:: DOCUMENT PASSAGE ::
-=-=-=-=-

Are they for sale yet through the website?

Can you copy any text about them?



HOOSIER55 said:


> went to copy a pic here for you but photobucket is blocked here at work


----------



## HOOSIER55 (Aug 31, 2011)

Trophy Taker’s new Edge broadhead is packed full of features that expandable broadhead fans will love. First and foremost, the head truly offers field tip accuracy due to the extremely low flight profile. Upon impact, razor sharp rear deploying blades create devastating full size entrance holes with maximum penetration.

Patent pending blade design engages both blades together at full cutting diameter while allowing the blades to pivot around heavy bone. Other features that round out this head include a bone splitting stainless steel tip, 1.5” cutting diameter, and a blade retention system that prevents accidental blade deployment in flight and in your quiver!

For those that still aren’t convinced, throw in the fact that the Edge broadhead can be locked in “practice” mode and shot into ordinary broadhead targets without damaging the blades or the target and you have a broadhead that truly offers it all!








Product Features
■True field tip accuracy due to extremely low flight profile
■Rear deploying blades for huge entrance holes and maximum penetration.
■Innovative blade engagement allows blades to pivot around heavy bone.
■Practice mode allows the Edge to be shot into standard broadhead targets without damaging blades or targets.
■Stainless steel tip.
■Reliable blade retention system prevents accidental blade deployment in flight and in the quiver.
■1.5 inch cutting diameter.


----------



## Painted Turtle (Oct 19, 2011)

Sounds sick-nasty! Are they for sale through the site yet?

(and thanks for posting all that for me man! props!)



HOOSIER55 said:


> Trophy Taker’s new Edge broadhead is packed full of features that expandable broadhead fans will love. First and foremost, the head truly offers field tip accuracy due to the extremely low flight profile. Upon impact, razor sharp rear deploying blades create devastating full size entrance holes with maximum penetration.
> 
> Patent pending blade design engages both blades together at full cutting diameter while allowing the blades to pivot around heavy bone. Other features that round out this head include a bone splitting stainless steel tip, 1.5” cutting diameter, and a blade retention system that prevents accidental blade deployment in flight and in your quiver!

-=-=-=-=-

:: SOURCE EXCERPT ::
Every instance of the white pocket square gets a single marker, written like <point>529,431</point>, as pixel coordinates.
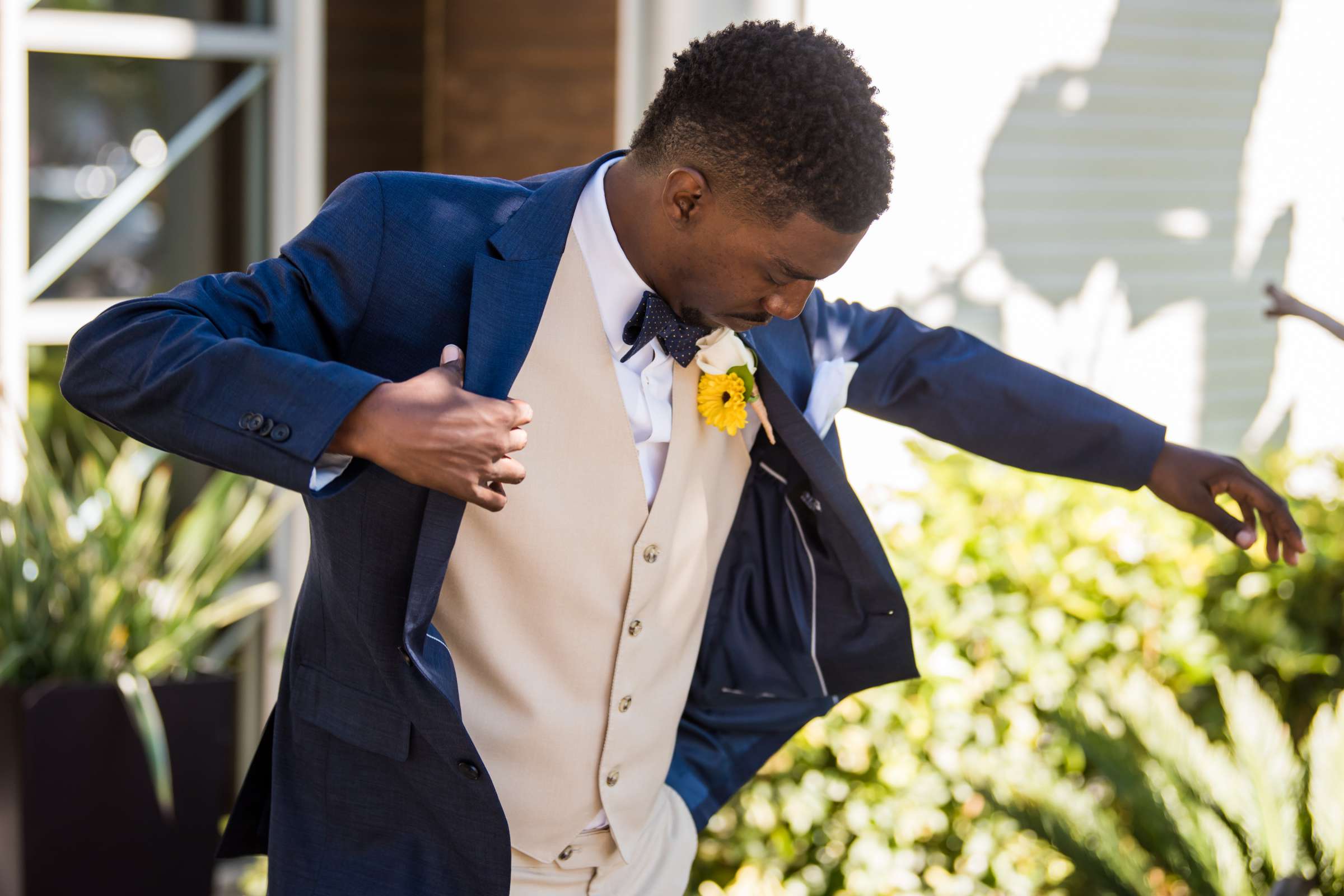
<point>830,391</point>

-=-=-=-=-

:: DIRECTIVE A ::
Write out the broadhead thread from "Product Features" to "in the quiver.".
:: DIRECTIVE B ::
Answer these questions about the broadhead thread:
(i) Which site does HOOSIER55 say is blocked at work?
(ii) What is the cutting diameter of the Edge broadhead?
(iii) On what date did Painted Turtle post?
Rely only on the broadhead thread for what comes next.

:: TASK RESULT A ::
Product Features
■True field tip accuracy due to extremely low flight profile
■Rear deploying blades for huge entrance holes and maximum penetration.
■Innovative blade engagement allows blades to pivot around heavy bone.
■Practice mode allows the Edge to be shot into standard broadhead targets without damaging blades or targets.
■Stainless steel tip.
■Reliable blade retention system prevents accidental blade deployment in flight and in the quiver.

:: TASK RESULT B ::
(i) Photobucket
(ii) 1.5 inches
(iii) Oct 19, 2011